## Teks Sumber:
>>>>

Kisah Rakyat Yang Gagal
Edisi: 35/14 / Tanggal : 1984-10-27 / Halaman : 33 / Rubrik : SEL / Penulis :
INILAH kisah kehidupan yang fakir di Sukapakir. Ini sebuah "dusun" di Kota Madya Bandung, di bagian selatan, yang hanya bisa Anda kunjungi dengan jalan kaki. Karena gang yang harus dilalui tidak mampu menampung mobil, kendaraan harus ditinggalkan di Jalan Pagarsih, kemudiar. Anda berjalan terus, terus ke selatan. masuk lorong gang sempit. Di mulut gang, gerobak, motor dan pejalan kaki terkadang harus antre, lalu bergiliran dari arah yang saling berlawanan meniti jalan yang dipersempit oleh sebuah selokan di sebelah sisi. Muatan selokan itu: air comberan hitam pekat, sampah, dan kotoran dari WC.

<<<<

## Perintah Latihan:
1/ Menurut teks sumber, di jalan manakah kendaraan harus ditinggalkan oleh orang yang hendak mengunjungi Sukapakir?
2/ Tuliskan kembali bagian teks sumber yang dimulai dengan "Kisah Rakyat Yang" dan berlanjut hingga "kotoran dari WC.", lalu ganti kata "selatan" dengan "utara".

## Cuplikan Data:
>>>>

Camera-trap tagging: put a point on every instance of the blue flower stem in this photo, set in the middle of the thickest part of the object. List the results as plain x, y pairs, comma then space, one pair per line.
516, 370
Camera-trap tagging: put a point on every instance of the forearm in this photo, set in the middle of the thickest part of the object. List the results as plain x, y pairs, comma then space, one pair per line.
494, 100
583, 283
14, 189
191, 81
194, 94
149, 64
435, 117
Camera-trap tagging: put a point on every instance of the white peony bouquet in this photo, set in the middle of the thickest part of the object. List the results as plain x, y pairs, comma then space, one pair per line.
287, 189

<<<<

## Jawaban Tugas:
1/ Kendaraan harus ditinggalkan di Jalan Pagarsih.

2/
Kisah Rakyat Yang Gagal
Edisi: 35/14 / Tanggal : 1984-10-27 / Halaman : 33 / Rubrik : SEL / Penulis :
INILAH kisah kehidupan yang fakir di Sukapakir. Ini sebuah "dusun" di Kota Madya Bandung, di bagian utara, yang hanya bisa Anda kunjungi dengan jalan kaki. Karena gang yang harus dilalui tidak mampu menampung mobil, kendaraan harus ditinggalkan di Jalan Pagarsih, kemudiar. Anda berjalan terus, terus ke utara. masuk lorong gang sempit. Di mulut gang, gerobak, motor dan pejalan kaki terkadang harus antre, lalu bergiliran dari arah yang saling berlawanan meniti jalan yang dipersempit oleh sebuah selokan di sebelah sisi. Muatan selokan itu: air comberan hitam pekat, sampah, dan kotoran dari WC.